▸ TESTO FORNITO
▼

Bentornati trekker e amanti della Fantascienza! Eccoci alla seconda parte del primo episodio “That hope is you”, poi nominato “Far from home”, di Star Trek Discovery questa volta incentrato completamente sull’equipaggio dell’astronave Discovery dispersa nel wormhole temporale.

Progetto grafico a cura di Maria Grazia
Nella scorsa puntata, abbiamo assistito all’arrivo di Michael Burnham (Sonequa Martin-Green) che, sfruttando la potenza dell’armatura Red Angel, si dirigeva nel territorio inesplorato per eccellenza: il Futuro, per scongiurare il pericolo che l’intelligenza artificiale Control distruggesse la vita nell’universo.
Michael è un personaggio in crescita lungo questa serie: contravvenendo al classico canone di Star Trek, (saga che, ci tengo a ricordarlo, è iniziata nel 1969, vi rimando alla mia introduzione generale sull’universo Star Trek) si era presentato in modo negativo durante la prima stagione, come un’appartenente alla Flotta Stellare indisciplinata e tormentata. Alla fine della seconda stagione, sarà proprio Michael, cresciuta positivamente, con la sua scelta altruistica di andare nel futuro, a salvare la vita nell’universo; e la Discovery deciderà di non lasciarla sola.

▲

▸ SFIDA A
Seleziona tutte le righe riportate qui sotto che contengono la parola "wood", facendo distinzione tra maiuscole e minuscole.
▸ SFIDA B
Prosegui l'articolo su Star Trek Discovery riportato sopra, a partire dal punto in cui si interrompe.

▸ INFORMAZIONI ESTRATTE

▼

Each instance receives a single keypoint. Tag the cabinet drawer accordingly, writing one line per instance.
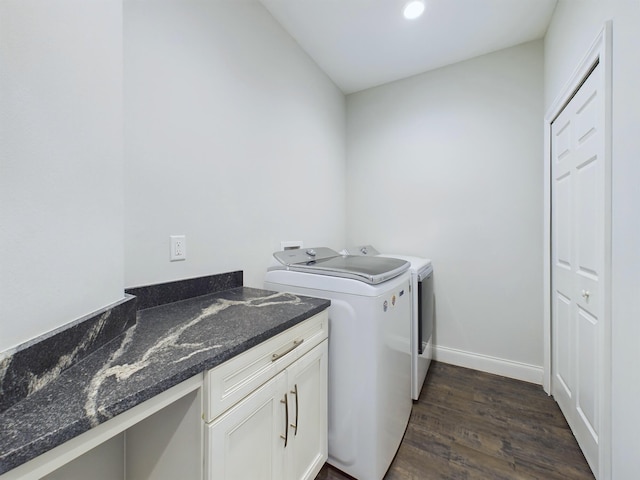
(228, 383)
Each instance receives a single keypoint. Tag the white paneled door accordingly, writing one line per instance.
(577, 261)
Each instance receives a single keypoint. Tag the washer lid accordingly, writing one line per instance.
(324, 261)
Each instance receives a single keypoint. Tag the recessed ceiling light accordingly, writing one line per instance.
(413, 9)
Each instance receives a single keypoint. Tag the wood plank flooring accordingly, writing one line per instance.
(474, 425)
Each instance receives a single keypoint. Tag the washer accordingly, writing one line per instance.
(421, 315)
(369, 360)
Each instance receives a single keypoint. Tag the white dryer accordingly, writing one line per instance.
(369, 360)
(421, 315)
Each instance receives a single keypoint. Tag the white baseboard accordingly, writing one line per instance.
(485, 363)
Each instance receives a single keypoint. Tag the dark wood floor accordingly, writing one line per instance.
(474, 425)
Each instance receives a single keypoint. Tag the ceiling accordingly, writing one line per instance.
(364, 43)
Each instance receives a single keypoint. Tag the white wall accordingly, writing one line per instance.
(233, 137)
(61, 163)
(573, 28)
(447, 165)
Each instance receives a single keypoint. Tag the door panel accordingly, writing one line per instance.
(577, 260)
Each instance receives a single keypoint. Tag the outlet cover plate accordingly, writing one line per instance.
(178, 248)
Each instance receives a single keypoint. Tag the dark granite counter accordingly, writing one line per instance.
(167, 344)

▲

▸ RISPOSTA CORRETTA A
Each instance receives a single keypoint. Tag the wood plank flooring accordingly, writing one line per instance.
Each instance receives a single keypoint. Tag the dark wood floor accordingly, writing one line per instance.

▸ RISPOSTA CORRETTA B
Vi ricordo che anche questa terza stagione presenta una serie di puntate non autoconclusive come nelle precedenti serie: la storia si sviluppa lungo tutti gli episodi. Nella scorsa, l’azione si era concentrata interamente sull’arrivo di Michael, la sua conoscenza di Book (David Ajala) e la loro avventura nella futuristica città alla Blade Runner. L’unica cosa certa, era che della Discovery non c’era traccia.
In questa puntata l’azione è concentrata sull’equipaggio dell’astronave, e ignoriamo completamente cosa stia avvenendo a Michael. A me ha vagamente ricordato la sensazione che provavo mentre leggevo Il Signore degli Anelli, in cui Tolkien “abbandonava” alcuni personaggi per narrare per pagine e pagine di altri e, alla fine, quando li si ritrovava, bisognava quasi andarsi a rileggere le pagine precedenti per ricordarsi dove li avessimo lasciati. Credo che, se questo non fosse un telefilm, ma avessi dovuto leggere, mi sarei ritrovata a chiedermi intensamente: perché non sappiamo nulla di Michael? Che cavolo le sta succedendo? Perché la gran parte dell’azione è su Saru (Doug Jones) e Tilly (Mary Wiseman) immersi in un’atmosfera fanta-western?
E, soprattutto, perché Saru chiama nemica la navicella che, di fatto, sta liberando l’astronave dalla morsa del ghiaccio parassita dell’inospitale pianeta “western” nel quale sono precipitati?
Non fraintendetemi, l’episodio è apprezzabile e il finale ben orchestrato, è un buon prodotto di Fantascienza, gli effetti speciali sono spettacolari, l’ambientazione islandese è congeniale alle atmosfere dei nuovi pianeti che ci vengono mostrati ma credo che, per una trekker come me, che ha guardato e riguardato tutte le stagioni e i film (5 serie dalla Classica a Enterprise, oltre a Discovery e Picard, la serie a cartoni animati, e 13 film), sarà molto difficile affezionarsi a questi personaggi e a questa storia, come invece è successo con tutte le precedenti.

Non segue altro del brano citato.